WHAT NEEDS TO BE DONE
Only one stretch of the data is wanted: the line containing "Where can the sprinter in dark", the line containing "Where can the bib", and every line between them, copied exactly.

PROVIDED RECORDS
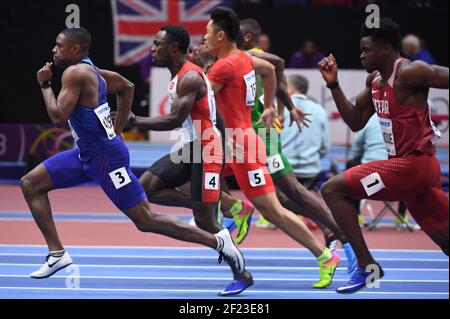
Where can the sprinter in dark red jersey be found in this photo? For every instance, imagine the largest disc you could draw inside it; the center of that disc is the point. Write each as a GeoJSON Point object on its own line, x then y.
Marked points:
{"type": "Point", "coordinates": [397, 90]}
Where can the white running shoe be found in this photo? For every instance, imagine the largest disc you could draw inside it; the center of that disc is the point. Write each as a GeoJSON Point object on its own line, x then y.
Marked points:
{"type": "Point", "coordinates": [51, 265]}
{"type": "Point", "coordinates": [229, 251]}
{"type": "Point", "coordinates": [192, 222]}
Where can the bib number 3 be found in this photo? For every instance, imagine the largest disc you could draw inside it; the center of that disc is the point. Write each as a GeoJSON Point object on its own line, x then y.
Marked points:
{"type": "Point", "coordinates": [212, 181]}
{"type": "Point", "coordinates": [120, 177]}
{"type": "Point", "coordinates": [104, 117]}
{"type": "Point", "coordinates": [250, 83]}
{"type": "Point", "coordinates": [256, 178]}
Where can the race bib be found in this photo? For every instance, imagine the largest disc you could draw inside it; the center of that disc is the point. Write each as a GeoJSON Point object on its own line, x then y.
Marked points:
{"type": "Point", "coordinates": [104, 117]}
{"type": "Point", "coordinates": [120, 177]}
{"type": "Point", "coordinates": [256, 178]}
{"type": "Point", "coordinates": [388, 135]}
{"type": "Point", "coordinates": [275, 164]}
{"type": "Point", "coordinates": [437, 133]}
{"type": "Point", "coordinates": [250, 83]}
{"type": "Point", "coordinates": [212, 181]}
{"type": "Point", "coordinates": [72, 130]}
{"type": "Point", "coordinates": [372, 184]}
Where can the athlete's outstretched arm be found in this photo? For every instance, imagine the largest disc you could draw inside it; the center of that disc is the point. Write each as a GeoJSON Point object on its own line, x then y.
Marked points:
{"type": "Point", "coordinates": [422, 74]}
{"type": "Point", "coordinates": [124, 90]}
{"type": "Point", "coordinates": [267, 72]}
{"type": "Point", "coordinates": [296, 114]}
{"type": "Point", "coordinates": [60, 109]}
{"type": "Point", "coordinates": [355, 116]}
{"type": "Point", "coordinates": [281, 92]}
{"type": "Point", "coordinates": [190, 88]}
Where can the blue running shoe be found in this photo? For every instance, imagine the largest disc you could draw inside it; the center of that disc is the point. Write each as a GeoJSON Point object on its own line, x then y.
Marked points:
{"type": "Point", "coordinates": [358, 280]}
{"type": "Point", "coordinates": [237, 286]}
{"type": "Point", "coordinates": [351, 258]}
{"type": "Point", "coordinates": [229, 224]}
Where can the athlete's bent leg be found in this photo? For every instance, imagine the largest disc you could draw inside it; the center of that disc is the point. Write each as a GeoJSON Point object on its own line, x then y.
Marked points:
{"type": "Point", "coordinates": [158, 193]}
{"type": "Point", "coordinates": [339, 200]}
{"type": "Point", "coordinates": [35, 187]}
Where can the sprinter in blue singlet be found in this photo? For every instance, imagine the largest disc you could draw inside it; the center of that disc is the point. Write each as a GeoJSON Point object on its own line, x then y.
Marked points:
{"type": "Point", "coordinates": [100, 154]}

--

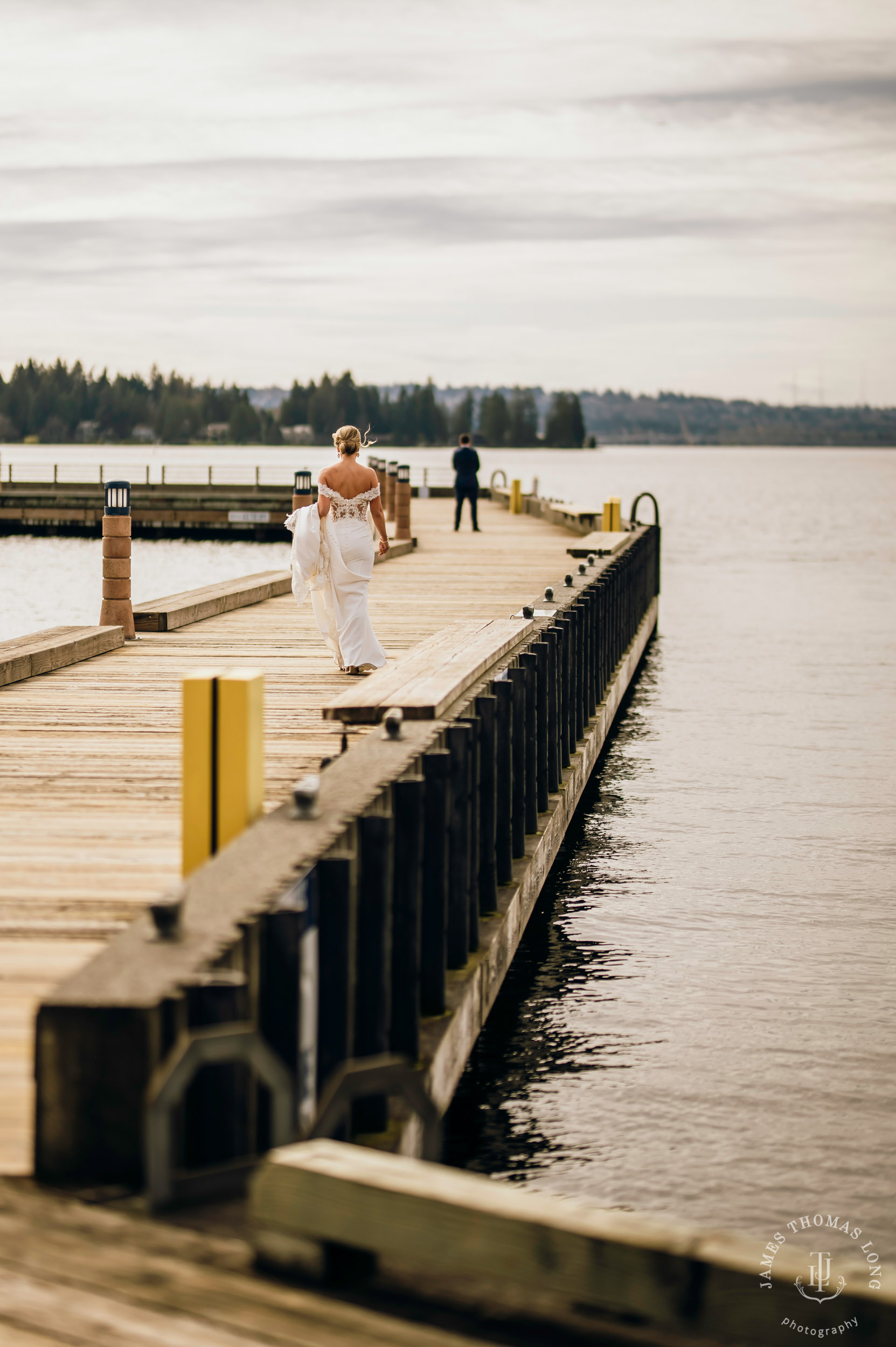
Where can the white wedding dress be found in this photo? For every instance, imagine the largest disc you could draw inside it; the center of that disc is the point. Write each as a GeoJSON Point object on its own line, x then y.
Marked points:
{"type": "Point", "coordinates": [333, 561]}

EXERCISE SOLUTION
Where can the sprinter in dark red jersey be found in this photo? For every instance, imagine the largest disc you could draw inside it; the center of that disc is the point. Write each as a GeoJSON Point object on its own line, x then y.
Marked points:
{"type": "Point", "coordinates": [397, 90]}
Where can the white running shoe be found in this photo? For every instance, imagine the largest disc you could draw inside it; the center of that disc is the point. Write each as a GeoJSON Point object on its own line, x then y.
Marked points:
{"type": "Point", "coordinates": [51, 265]}
{"type": "Point", "coordinates": [229, 251]}
{"type": "Point", "coordinates": [192, 222]}
Where can the bib number 3 be found in this photo? For every instance, imagine the largest disc you could draw inside it; the center of that disc is the point. Write each as a GeoJSON Point object on its own line, x then y.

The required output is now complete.